## Activity
Pull every line with "blurred" from the entries below.
═══ Data supplied
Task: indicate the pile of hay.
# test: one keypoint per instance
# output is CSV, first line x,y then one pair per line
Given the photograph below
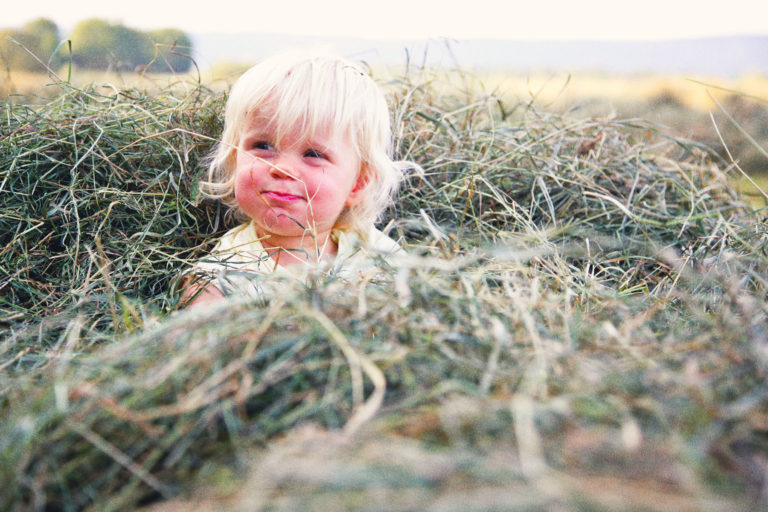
x,y
581,323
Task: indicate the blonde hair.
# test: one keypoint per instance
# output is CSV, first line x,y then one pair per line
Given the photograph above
x,y
308,92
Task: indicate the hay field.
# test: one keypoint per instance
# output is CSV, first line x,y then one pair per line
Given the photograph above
x,y
580,324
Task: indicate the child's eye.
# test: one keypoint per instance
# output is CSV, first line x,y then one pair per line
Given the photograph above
x,y
263,146
313,153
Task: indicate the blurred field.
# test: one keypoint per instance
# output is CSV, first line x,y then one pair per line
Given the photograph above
x,y
579,324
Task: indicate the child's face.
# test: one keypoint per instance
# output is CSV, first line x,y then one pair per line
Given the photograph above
x,y
293,188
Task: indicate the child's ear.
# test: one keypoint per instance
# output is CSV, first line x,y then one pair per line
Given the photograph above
x,y
356,194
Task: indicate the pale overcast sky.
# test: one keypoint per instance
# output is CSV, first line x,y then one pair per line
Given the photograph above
x,y
398,19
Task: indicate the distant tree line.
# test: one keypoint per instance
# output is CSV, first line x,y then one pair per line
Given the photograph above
x,y
96,44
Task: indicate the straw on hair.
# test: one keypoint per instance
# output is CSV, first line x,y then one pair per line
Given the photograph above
x,y
306,92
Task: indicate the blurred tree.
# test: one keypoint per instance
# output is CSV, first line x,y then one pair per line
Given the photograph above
x,y
97,44
39,37
173,50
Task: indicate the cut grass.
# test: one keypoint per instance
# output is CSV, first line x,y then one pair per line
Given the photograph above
x,y
582,308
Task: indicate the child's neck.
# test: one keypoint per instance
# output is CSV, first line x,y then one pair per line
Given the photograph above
x,y
287,251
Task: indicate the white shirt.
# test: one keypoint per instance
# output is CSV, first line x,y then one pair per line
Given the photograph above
x,y
239,255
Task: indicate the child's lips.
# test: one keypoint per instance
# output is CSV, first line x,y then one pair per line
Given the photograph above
x,y
281,197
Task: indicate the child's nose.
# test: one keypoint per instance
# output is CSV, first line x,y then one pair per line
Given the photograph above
x,y
282,169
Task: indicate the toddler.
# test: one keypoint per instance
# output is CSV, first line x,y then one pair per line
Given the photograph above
x,y
305,162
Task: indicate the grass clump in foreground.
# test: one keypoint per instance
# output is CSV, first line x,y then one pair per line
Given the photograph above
x,y
581,323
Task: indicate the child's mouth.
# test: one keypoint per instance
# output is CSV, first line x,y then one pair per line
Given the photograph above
x,y
282,197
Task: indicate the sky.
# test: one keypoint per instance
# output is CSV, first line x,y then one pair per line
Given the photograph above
x,y
404,19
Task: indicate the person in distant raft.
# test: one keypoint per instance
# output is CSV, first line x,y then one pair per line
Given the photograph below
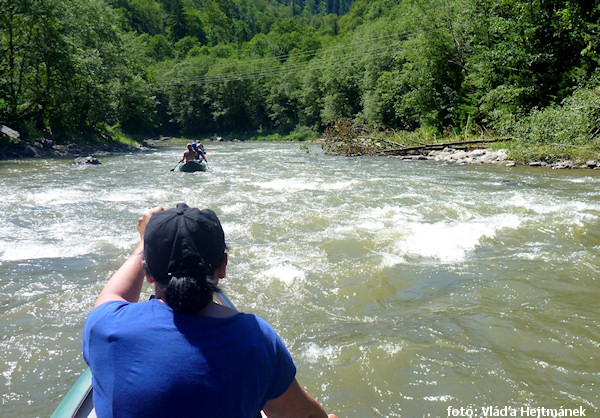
x,y
189,155
200,151
181,354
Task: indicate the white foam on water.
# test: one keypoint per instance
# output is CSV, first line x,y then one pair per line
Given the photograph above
x,y
547,205
59,196
390,260
285,273
31,251
451,241
313,353
296,185
391,348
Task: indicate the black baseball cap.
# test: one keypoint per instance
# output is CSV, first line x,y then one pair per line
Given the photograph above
x,y
177,241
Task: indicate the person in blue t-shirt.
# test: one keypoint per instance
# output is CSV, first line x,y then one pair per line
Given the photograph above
x,y
199,148
181,354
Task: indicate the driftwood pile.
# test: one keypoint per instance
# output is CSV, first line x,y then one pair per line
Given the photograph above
x,y
352,139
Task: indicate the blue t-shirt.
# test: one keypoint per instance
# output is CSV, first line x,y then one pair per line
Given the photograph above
x,y
148,361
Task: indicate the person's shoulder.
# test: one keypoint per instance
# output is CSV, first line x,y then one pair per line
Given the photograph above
x,y
258,324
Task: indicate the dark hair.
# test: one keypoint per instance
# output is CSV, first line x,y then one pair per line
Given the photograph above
x,y
190,289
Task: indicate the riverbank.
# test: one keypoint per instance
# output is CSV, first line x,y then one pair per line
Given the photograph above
x,y
498,157
42,147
══════
## Answer to this task
Task: indicate the blurred field.
Task: indicate the blurred tree.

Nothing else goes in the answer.